======== DATA ========

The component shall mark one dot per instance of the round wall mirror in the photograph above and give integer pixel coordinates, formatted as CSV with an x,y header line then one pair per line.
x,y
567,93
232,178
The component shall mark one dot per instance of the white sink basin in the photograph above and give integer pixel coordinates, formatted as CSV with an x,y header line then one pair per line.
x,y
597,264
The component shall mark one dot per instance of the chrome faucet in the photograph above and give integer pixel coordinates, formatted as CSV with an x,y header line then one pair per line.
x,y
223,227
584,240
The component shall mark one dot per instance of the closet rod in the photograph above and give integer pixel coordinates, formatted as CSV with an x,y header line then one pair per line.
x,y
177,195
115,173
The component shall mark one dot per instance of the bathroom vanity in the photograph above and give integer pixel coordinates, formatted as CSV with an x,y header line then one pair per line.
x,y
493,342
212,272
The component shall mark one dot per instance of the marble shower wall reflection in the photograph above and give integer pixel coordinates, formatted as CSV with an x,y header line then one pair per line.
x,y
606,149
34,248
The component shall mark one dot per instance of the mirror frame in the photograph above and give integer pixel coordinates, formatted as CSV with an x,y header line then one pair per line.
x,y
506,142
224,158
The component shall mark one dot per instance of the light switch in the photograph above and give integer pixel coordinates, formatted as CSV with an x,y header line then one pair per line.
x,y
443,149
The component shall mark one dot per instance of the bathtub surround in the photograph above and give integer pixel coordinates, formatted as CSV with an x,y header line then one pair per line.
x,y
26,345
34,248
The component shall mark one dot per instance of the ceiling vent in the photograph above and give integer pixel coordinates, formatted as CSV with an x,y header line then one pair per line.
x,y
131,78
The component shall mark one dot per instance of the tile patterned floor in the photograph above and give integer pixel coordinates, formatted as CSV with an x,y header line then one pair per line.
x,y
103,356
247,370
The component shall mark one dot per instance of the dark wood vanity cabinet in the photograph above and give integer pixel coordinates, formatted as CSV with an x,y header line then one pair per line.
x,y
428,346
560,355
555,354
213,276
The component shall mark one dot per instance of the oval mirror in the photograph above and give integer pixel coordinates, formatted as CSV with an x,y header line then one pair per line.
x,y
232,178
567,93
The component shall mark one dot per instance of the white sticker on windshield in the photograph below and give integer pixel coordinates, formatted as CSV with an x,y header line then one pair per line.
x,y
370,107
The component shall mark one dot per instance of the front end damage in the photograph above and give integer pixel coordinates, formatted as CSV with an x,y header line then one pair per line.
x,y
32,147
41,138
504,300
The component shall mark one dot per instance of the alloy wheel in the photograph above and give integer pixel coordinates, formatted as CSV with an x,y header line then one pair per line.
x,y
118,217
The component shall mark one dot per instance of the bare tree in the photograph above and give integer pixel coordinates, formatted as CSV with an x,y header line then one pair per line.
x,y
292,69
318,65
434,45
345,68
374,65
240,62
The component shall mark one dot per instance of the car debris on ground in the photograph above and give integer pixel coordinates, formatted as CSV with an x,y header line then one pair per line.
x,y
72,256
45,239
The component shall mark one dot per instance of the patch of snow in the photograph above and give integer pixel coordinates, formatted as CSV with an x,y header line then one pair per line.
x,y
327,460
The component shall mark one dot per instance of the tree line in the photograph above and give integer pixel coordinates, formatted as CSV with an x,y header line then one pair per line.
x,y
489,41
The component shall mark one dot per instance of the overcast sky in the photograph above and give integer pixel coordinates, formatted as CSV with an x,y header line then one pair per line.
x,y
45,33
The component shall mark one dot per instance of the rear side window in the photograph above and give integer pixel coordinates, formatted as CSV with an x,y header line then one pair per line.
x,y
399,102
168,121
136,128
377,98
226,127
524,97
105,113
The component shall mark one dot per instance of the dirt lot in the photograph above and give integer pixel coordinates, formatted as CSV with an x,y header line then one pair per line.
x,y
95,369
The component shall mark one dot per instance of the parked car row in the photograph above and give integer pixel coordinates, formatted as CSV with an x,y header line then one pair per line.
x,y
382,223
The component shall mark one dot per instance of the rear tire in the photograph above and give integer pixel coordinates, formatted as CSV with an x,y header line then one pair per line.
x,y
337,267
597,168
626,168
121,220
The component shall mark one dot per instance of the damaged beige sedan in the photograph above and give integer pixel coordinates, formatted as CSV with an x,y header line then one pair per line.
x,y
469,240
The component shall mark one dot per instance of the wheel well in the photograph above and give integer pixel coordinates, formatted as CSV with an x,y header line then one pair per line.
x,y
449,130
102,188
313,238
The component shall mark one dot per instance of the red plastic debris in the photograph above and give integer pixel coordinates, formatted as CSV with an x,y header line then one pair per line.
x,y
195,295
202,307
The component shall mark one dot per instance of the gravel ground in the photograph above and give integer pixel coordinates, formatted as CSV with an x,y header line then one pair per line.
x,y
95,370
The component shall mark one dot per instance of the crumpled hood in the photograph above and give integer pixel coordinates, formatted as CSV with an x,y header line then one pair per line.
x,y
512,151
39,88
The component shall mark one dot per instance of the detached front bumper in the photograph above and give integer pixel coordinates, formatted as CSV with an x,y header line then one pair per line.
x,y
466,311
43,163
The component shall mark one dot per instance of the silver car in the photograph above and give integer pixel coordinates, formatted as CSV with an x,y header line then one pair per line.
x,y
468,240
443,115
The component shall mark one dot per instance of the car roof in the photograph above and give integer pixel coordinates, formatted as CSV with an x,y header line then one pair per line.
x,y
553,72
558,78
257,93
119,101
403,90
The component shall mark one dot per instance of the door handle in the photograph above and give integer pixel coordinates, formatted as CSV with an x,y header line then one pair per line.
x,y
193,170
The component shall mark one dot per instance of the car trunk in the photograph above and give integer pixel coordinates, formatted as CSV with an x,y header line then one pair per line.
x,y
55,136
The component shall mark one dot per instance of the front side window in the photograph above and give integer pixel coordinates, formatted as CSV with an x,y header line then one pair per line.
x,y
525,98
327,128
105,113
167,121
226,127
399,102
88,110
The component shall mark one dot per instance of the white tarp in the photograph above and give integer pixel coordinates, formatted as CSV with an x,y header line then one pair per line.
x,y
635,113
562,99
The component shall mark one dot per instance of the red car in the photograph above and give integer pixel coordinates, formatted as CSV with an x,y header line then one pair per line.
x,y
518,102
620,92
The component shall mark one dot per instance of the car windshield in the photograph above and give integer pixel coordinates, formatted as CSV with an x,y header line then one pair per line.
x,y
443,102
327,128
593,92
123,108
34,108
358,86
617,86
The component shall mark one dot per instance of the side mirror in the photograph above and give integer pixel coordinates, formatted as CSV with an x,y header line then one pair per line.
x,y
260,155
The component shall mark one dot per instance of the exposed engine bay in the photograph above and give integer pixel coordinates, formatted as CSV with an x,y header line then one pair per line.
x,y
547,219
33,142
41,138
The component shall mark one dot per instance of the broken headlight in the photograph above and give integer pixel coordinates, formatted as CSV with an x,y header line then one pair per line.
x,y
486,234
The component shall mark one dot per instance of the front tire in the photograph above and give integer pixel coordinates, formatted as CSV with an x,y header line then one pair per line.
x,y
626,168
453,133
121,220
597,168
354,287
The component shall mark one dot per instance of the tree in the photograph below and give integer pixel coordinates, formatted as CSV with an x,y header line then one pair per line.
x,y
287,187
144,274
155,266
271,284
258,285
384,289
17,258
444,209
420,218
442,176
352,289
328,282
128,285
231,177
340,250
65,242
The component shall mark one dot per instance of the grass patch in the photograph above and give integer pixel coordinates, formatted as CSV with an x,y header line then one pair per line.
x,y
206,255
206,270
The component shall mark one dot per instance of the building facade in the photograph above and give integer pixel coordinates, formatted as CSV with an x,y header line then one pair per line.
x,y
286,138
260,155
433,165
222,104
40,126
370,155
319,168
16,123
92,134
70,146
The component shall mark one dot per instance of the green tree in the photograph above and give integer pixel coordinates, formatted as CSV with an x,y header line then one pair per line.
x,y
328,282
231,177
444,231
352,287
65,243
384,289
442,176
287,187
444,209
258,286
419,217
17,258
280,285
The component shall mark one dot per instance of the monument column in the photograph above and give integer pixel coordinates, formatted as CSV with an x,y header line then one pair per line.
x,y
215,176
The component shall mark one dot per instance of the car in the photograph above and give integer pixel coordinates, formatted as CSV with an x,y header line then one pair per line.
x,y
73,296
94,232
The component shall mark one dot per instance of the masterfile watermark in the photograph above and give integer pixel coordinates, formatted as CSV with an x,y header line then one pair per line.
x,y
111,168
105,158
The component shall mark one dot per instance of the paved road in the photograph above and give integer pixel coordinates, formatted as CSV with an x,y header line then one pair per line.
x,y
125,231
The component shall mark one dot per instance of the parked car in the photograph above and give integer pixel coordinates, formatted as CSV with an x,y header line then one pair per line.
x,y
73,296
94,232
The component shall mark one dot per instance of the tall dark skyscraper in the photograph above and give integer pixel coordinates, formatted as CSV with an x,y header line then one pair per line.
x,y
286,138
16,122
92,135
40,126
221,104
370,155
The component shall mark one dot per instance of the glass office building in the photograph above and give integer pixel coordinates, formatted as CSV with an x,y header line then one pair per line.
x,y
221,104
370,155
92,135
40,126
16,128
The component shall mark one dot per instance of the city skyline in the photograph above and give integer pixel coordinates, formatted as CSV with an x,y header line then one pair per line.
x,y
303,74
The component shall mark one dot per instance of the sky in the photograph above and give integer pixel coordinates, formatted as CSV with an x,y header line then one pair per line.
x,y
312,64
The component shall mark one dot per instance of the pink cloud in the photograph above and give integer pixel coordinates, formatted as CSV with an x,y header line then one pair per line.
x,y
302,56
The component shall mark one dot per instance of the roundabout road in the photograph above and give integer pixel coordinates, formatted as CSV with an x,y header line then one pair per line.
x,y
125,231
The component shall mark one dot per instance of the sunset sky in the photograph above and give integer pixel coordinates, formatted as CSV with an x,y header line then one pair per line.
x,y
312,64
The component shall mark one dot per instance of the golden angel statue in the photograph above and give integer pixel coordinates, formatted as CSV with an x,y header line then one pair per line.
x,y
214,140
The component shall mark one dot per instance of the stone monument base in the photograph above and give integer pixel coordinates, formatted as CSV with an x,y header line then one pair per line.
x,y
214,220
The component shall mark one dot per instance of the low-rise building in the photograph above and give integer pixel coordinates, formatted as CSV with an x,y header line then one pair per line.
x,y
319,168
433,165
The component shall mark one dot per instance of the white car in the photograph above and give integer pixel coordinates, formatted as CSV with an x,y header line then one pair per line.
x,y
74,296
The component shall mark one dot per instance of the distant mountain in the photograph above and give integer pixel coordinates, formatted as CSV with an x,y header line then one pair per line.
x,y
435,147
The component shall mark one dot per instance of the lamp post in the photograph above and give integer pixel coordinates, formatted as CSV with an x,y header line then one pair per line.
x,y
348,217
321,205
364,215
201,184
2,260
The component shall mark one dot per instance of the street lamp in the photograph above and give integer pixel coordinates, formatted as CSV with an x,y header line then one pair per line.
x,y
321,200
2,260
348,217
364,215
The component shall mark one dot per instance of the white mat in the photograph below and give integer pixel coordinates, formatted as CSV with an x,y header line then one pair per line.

========

* [EXERCISE REQUIREMENTS]: The line containing "The component shall mark one dot per instance of the lamp" marks the start. Reproduce it and all lines after it through the end of the listing, exactly and alone.

* [ANSWER]:
The component shall mark one dot per instance of the lamp post in the photograph above and give integer pixel coordinates, formatted as CSV with an x,y header line then one pair per line.
x,y
348,217
321,205
364,215
201,184
2,260
The component shall mark one dot per instance of the street lamp in the photograph above and give integer pixel coordinates, formatted as CSV with an x,y header line then one pair per line.
x,y
321,200
2,260
348,217
364,215
The component shall mark one dot per instance of the white mat in the photograph below and give integer pixel coordinates, formatted as CSV with an x,y header line then one pair per line.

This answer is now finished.